● **WRITTEN TASK**
List every line of the material below that contains the string "white", copying each line in full. Case counts.

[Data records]
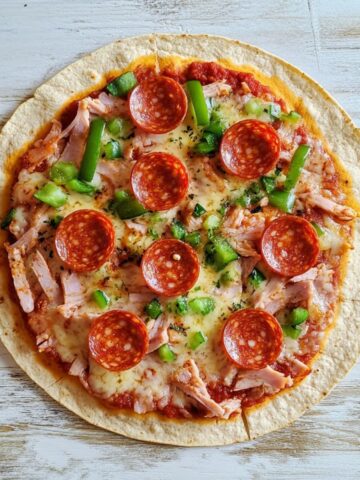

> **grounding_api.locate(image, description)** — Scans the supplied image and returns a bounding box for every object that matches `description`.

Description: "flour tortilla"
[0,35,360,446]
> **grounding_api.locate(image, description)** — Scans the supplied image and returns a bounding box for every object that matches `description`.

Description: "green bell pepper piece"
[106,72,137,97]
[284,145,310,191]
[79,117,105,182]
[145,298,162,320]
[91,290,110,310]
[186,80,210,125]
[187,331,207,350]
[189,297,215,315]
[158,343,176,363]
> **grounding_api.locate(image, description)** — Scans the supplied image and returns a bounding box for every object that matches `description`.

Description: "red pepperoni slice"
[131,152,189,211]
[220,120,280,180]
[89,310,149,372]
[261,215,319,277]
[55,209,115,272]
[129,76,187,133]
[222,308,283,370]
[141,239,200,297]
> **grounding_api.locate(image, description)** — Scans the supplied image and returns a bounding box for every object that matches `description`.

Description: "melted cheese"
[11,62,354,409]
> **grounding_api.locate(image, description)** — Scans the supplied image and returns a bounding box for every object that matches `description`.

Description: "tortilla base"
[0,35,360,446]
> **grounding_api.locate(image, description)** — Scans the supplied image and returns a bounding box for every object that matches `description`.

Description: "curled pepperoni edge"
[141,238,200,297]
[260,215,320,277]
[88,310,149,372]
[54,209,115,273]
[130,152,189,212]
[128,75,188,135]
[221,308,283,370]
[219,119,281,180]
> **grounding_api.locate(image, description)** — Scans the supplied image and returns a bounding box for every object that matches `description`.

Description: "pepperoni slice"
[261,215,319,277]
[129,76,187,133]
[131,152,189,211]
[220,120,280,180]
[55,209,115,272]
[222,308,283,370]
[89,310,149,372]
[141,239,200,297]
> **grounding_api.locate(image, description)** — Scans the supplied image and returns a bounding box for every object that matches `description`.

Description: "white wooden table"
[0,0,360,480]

--

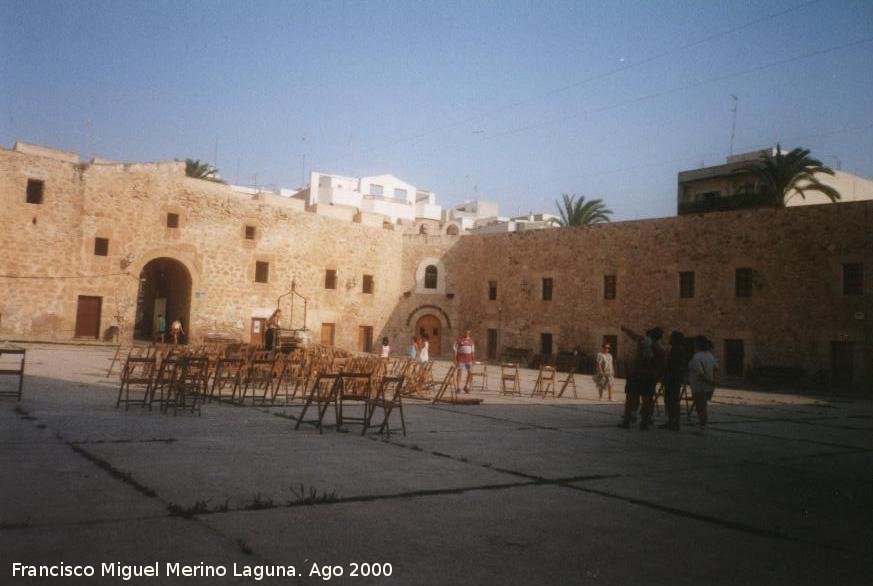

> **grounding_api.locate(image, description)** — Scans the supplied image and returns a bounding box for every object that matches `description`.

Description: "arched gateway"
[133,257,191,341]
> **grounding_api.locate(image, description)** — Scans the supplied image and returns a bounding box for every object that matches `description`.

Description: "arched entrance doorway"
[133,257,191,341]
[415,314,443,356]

* * *

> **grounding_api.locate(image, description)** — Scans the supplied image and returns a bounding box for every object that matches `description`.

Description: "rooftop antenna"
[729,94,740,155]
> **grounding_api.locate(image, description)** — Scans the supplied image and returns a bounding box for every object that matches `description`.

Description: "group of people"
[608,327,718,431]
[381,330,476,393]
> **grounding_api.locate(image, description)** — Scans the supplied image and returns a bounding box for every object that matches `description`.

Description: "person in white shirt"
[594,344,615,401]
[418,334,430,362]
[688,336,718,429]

● **COMPLETED TASK**
Description: "white wooden table"
Description: "person in white shirt"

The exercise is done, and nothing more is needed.